◆ Your assignment ◆
The answer required is how many lines of the following entries contain the word "outline", with no other words.
═══ Records for the exercise
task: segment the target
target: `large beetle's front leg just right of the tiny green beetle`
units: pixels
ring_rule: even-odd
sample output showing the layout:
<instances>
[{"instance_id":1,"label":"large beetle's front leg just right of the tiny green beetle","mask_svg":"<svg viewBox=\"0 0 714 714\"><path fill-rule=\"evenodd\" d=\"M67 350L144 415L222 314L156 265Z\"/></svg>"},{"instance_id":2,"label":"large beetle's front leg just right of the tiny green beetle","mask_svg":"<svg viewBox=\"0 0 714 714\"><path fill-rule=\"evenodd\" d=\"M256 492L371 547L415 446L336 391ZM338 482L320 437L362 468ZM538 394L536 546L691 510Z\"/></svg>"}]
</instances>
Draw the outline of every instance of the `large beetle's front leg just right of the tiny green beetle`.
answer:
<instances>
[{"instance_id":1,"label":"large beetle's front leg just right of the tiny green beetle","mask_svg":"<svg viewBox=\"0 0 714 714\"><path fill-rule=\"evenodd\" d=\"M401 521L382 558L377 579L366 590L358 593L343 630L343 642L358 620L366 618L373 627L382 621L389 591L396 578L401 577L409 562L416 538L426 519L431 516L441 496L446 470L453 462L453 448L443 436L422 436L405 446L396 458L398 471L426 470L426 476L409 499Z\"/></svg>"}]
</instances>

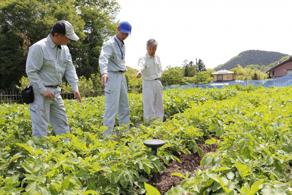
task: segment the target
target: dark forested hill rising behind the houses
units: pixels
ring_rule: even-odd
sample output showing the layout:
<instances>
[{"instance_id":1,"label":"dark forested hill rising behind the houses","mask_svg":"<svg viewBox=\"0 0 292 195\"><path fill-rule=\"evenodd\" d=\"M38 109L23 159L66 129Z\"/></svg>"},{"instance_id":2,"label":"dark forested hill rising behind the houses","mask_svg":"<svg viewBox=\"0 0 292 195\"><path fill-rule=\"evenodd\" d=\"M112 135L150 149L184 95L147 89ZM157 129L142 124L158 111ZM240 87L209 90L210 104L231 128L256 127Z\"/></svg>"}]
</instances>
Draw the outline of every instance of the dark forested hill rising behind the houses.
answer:
<instances>
[{"instance_id":1,"label":"dark forested hill rising behind the houses","mask_svg":"<svg viewBox=\"0 0 292 195\"><path fill-rule=\"evenodd\" d=\"M241 65L242 68L245 68L247 65L269 65L275 61L278 61L288 54L282 54L275 51L261 51L261 50L246 50L231 58L225 64L216 66L213 70L230 70L232 68L237 68L237 65Z\"/></svg>"}]
</instances>

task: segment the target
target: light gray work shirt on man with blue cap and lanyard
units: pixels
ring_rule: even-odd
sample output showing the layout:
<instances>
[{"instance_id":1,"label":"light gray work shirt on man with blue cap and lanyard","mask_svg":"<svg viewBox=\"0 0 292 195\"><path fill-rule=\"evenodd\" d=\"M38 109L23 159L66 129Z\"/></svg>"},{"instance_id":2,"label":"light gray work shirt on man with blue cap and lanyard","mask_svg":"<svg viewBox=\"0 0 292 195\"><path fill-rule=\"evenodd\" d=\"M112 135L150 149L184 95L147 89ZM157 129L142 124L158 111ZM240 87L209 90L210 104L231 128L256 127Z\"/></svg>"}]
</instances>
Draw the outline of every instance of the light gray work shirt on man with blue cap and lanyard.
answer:
<instances>
[{"instance_id":1,"label":"light gray work shirt on man with blue cap and lanyard","mask_svg":"<svg viewBox=\"0 0 292 195\"><path fill-rule=\"evenodd\" d=\"M115 40L115 39L117 40ZM120 60L125 59L125 45L117 36L109 39L103 46L99 57L100 73L107 74L110 72L127 71L126 66L121 65ZM119 47L120 46L120 47ZM121 48L121 49L120 49Z\"/></svg>"}]
</instances>

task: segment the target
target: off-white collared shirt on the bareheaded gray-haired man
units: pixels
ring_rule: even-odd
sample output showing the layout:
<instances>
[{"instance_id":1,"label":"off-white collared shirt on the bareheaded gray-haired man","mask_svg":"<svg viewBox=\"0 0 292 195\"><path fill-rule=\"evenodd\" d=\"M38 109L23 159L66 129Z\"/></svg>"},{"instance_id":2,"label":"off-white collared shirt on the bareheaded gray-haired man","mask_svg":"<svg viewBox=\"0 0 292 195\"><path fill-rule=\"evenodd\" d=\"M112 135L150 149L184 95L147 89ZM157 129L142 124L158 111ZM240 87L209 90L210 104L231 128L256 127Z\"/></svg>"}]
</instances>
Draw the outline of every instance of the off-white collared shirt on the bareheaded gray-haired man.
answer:
<instances>
[{"instance_id":1,"label":"off-white collared shirt on the bareheaded gray-haired man","mask_svg":"<svg viewBox=\"0 0 292 195\"><path fill-rule=\"evenodd\" d=\"M146 51L146 54L139 58L138 70L141 71L144 80L154 80L161 77L162 66L159 56L155 54L153 58Z\"/></svg>"}]
</instances>

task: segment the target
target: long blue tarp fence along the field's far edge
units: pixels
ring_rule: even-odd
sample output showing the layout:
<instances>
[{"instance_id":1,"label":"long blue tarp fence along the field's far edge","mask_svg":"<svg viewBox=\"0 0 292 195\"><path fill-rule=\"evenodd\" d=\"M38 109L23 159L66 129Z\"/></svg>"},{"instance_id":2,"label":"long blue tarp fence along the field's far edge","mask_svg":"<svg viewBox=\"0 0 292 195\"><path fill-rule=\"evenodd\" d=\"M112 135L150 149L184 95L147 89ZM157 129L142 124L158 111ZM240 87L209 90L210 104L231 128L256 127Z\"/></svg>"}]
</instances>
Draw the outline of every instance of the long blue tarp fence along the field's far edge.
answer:
<instances>
[{"instance_id":1,"label":"long blue tarp fence along the field's far edge","mask_svg":"<svg viewBox=\"0 0 292 195\"><path fill-rule=\"evenodd\" d=\"M163 87L163 90L165 90L166 88L185 89L185 88L198 88L198 87L201 87L203 89L206 89L206 88L221 89L223 86L234 85L237 83L240 84L241 86L248 86L249 84L251 84L252 86L261 85L263 87L270 87L270 86L286 87L286 86L292 85L292 75L286 75L284 77L279 77L276 79L266 79L266 80L234 80L230 82L221 82L221 83L212 82L212 83L201 84L201 85L196 85L196 84L179 85L179 86L166 85Z\"/></svg>"}]
</instances>

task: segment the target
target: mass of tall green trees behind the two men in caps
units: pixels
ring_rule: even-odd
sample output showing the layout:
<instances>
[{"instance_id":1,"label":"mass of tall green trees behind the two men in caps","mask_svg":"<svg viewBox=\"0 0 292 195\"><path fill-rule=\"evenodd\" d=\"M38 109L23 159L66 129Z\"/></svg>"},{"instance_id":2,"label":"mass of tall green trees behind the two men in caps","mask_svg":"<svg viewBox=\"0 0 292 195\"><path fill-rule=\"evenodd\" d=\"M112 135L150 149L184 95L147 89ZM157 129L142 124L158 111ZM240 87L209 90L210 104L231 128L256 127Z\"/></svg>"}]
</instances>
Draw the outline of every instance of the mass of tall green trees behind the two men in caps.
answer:
<instances>
[{"instance_id":1,"label":"mass of tall green trees behind the two men in caps","mask_svg":"<svg viewBox=\"0 0 292 195\"><path fill-rule=\"evenodd\" d=\"M45 38L59 20L68 20L80 40L67 45L77 75L90 78L100 74L98 57L104 40L116 33L114 22L120 6L114 0L2 0L0 1L0 66L18 77L25 75L24 48ZM25 36L22 36L25 35ZM14 37L14 38L13 38ZM14 40L15 39L15 40ZM29 42L25 42L25 40ZM9 46L13 44L13 46ZM22 57L20 57L22 54ZM17 60L15 59L17 57ZM14 63L17 61L17 63ZM4 62L8 63L4 65ZM13 68L14 67L14 68ZM1 89L13 90L1 75Z\"/></svg>"}]
</instances>

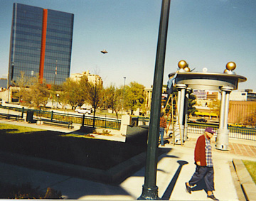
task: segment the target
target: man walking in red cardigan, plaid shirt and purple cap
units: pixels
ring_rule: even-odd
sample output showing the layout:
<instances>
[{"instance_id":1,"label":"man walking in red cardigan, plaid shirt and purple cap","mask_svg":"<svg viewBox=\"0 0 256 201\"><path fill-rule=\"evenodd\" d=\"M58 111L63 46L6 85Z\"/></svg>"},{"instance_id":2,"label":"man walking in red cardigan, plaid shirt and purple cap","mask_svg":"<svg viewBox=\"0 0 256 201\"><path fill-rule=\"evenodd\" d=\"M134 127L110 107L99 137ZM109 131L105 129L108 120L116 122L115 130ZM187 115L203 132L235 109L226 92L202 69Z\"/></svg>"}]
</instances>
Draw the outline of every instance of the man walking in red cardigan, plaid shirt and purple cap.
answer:
<instances>
[{"instance_id":1,"label":"man walking in red cardigan, plaid shirt and purple cap","mask_svg":"<svg viewBox=\"0 0 256 201\"><path fill-rule=\"evenodd\" d=\"M218 200L213 195L214 181L213 181L213 157L210 146L210 138L213 137L213 128L207 127L205 134L200 136L196 141L195 148L195 164L196 172L193 174L191 180L186 185L186 191L191 194L191 187L198 184L202 179L206 183L207 197L212 200Z\"/></svg>"}]
</instances>

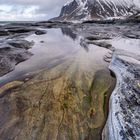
══════
◆ Expected output ◆
7